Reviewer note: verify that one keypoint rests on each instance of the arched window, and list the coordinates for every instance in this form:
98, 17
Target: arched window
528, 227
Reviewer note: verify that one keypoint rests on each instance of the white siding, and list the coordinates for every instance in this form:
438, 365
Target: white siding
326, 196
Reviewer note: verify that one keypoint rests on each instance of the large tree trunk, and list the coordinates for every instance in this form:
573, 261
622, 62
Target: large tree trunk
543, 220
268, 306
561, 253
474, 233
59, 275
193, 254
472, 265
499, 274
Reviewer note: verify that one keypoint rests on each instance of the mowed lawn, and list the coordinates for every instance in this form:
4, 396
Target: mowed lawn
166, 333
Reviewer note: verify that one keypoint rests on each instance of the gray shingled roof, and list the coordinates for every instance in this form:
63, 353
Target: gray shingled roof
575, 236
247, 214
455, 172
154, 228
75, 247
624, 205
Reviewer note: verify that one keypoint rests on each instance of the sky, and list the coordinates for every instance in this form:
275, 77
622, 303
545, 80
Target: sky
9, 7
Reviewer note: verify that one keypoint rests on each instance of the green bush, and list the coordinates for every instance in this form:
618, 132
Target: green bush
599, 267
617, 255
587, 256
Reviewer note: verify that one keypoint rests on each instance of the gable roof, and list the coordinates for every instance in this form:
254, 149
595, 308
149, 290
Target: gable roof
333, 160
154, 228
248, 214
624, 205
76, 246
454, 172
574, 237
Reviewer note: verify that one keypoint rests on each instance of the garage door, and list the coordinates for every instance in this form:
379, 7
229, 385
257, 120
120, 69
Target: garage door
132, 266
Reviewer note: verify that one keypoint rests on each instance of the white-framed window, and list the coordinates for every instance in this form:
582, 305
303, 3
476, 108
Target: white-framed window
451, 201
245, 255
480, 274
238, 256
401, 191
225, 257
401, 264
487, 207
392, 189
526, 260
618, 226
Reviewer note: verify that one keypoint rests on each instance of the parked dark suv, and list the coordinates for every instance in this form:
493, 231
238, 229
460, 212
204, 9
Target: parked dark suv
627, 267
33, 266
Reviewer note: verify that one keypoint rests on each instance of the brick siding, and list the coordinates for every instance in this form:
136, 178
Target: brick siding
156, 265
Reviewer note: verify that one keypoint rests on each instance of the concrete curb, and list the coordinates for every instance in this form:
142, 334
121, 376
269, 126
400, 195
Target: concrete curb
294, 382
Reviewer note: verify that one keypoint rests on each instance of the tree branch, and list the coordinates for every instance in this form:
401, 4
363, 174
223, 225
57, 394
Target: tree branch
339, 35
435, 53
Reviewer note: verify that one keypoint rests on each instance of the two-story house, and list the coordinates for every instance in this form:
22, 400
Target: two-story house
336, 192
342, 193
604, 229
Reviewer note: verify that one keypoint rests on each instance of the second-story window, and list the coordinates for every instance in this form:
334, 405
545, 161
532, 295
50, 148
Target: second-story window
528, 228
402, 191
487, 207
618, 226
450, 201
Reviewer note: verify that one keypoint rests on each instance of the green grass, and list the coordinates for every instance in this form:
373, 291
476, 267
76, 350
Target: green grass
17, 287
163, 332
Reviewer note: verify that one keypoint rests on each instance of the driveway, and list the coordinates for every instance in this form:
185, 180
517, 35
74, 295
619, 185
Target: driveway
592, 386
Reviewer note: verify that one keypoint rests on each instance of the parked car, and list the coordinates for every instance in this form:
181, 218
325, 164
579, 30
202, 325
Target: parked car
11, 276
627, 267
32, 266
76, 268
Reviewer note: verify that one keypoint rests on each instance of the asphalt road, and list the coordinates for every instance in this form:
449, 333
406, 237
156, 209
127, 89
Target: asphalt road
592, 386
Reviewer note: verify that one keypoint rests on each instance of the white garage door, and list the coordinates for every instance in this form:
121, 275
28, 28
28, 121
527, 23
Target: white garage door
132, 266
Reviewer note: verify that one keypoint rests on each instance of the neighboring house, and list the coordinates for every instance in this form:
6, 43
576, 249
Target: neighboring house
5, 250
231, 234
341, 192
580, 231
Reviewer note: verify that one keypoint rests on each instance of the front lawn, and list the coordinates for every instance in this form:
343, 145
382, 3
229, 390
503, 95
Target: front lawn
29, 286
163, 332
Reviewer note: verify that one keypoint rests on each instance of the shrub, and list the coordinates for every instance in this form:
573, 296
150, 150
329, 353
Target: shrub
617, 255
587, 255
● ● ● ● ● ● ●
• **Required action**:
Nothing in the data may change. Give it again in full.

• **Answer to the exercise**:
Reviewer note: verify that one keypoint rests on each instance of the arched window, and list the coordinates for every instance in this form:
98, 17
Target: arched window
528, 227
Reviewer note: verify that one keypoint rests on each instance of the white siding, and list the coordinates for every instance in this form:
438, 365
Target: white siding
326, 196
Reviewer note: verify that one keypoint rests on each instance of the large tree trunk, and list the coordinates for every instance in this form:
573, 261
622, 62
Target: large tree trunk
543, 220
268, 306
561, 253
474, 233
59, 275
193, 254
472, 265
499, 274
Reviewer note: verify that one keypoint rests on each instance of the mowed lawn, and list the coordinates for every instance in this form:
4, 396
Target: mowed lawn
166, 333
Reviewer note: verify that one keypoint rests on each instance of the gray shingled roof, and list the coordinates for every instance in this form:
63, 353
Target: gray shingled roof
575, 236
247, 214
455, 172
154, 228
75, 247
624, 205
Reviewer note: verify that one keypoint rests on each instance of the sky, and list the coordinates for every instance in this form:
275, 77
622, 303
545, 80
Target: sky
9, 7
Reviewer note: verify that one keypoint rests on each instance of the green bush, and list the coordinates for every instance in this form:
618, 132
Target: green bush
599, 267
617, 255
587, 256
Reviewer note: verify that one keypoint rests on each instance of the gable roof, and list the coordinates for every instance in this form:
254, 149
595, 308
149, 290
Target: gable roof
333, 160
154, 228
248, 214
624, 205
76, 246
454, 172
574, 237
Reviewer note: verify that one keypoint rests on each instance of the garage door, and list the coordinates for every instance in this form:
379, 7
229, 385
257, 120
120, 69
Target: garage door
132, 266
Reviewer note: verify that one keypoint rests on each instance of the white-framed window, and list the coordinates for every instance in this form:
582, 305
303, 3
476, 108
Target: white-framed window
451, 201
245, 255
480, 274
238, 256
401, 191
225, 257
401, 264
487, 207
392, 189
526, 260
618, 226
Reviewer note: verify that one keypoint rests on each instance of the parked dark suv, and list the coordinates for every instance in this form:
493, 231
238, 229
460, 212
204, 9
Target: parked dark suv
627, 267
33, 266
Reviewer note: verify that one keypoint rests on each instance of the brick siding, and list the coordinates for every instance in this form:
136, 178
Target: brick siding
156, 265
Reviewer note: verify that one keypoint rests on each instance of the concrete curb, and list the coordinates for every instance in this form:
142, 334
121, 376
269, 126
400, 195
Target: concrete curb
294, 382
Reviewer note: verify that one keypoint rests on each instance of the tree branch, and list the coordinates for every instance in this form:
401, 4
363, 174
223, 225
57, 394
Target: tree branch
339, 35
435, 53
Reviewer note: verify that one keypoint rests on each instance of the two-story house, and list the coordinates for every instance in this form:
22, 400
Target: two-story house
336, 192
342, 193
604, 229
Reviewer note: verify that one keypoint rests on each instance of the second-story window, and list the coordinates for every instance in this form:
334, 405
545, 161
532, 295
50, 148
Target: second-story window
528, 228
402, 191
487, 207
618, 226
450, 201
Reviewer note: verify that one keypoint rests on each instance of the green grass, and list the coordinates for every instance in this form:
373, 291
476, 267
76, 350
Target: green grass
17, 287
163, 332
Reviewer note: verify that one keypoint rests on each instance of the driveway, and list the coordinates for every instance in this form:
185, 180
517, 35
74, 295
619, 185
Target: driveway
592, 386
Reviewer note: verify that one keypoint rests on each instance of the parked car, and list the coordinates for every instance in this form:
181, 218
325, 164
579, 30
202, 325
Target: parked car
11, 276
627, 267
32, 266
76, 268
Reviewer note: verify that one keypoint rests on each instance of the asphalt road, and list the coordinates for every instance in this form:
449, 333
406, 237
156, 209
127, 89
Target: asphalt road
592, 386
Reviewer note: verify that one keypoint rests on each instance of the white garage door, and list the coordinates for every instance in this form:
121, 275
28, 28
28, 121
527, 23
Target: white garage door
132, 266
Reviewer note: verify that one keypoint rests on each instance of the neighboring house, and list the coordinates for every instance in this form:
6, 43
576, 249
Target: neighboring house
5, 250
231, 234
341, 192
580, 231
Reviewer note: verify that one keypoint rests on each instance of the front lawn, and list the coordinates for every instance in this form:
343, 145
382, 3
229, 390
503, 95
Target: front lawn
29, 286
163, 332
Reviewer note: verify that one keypoint rests on each instance of the shrub, and list the coordinates for every instance in this form:
573, 296
150, 150
329, 353
Target: shrub
617, 255
587, 255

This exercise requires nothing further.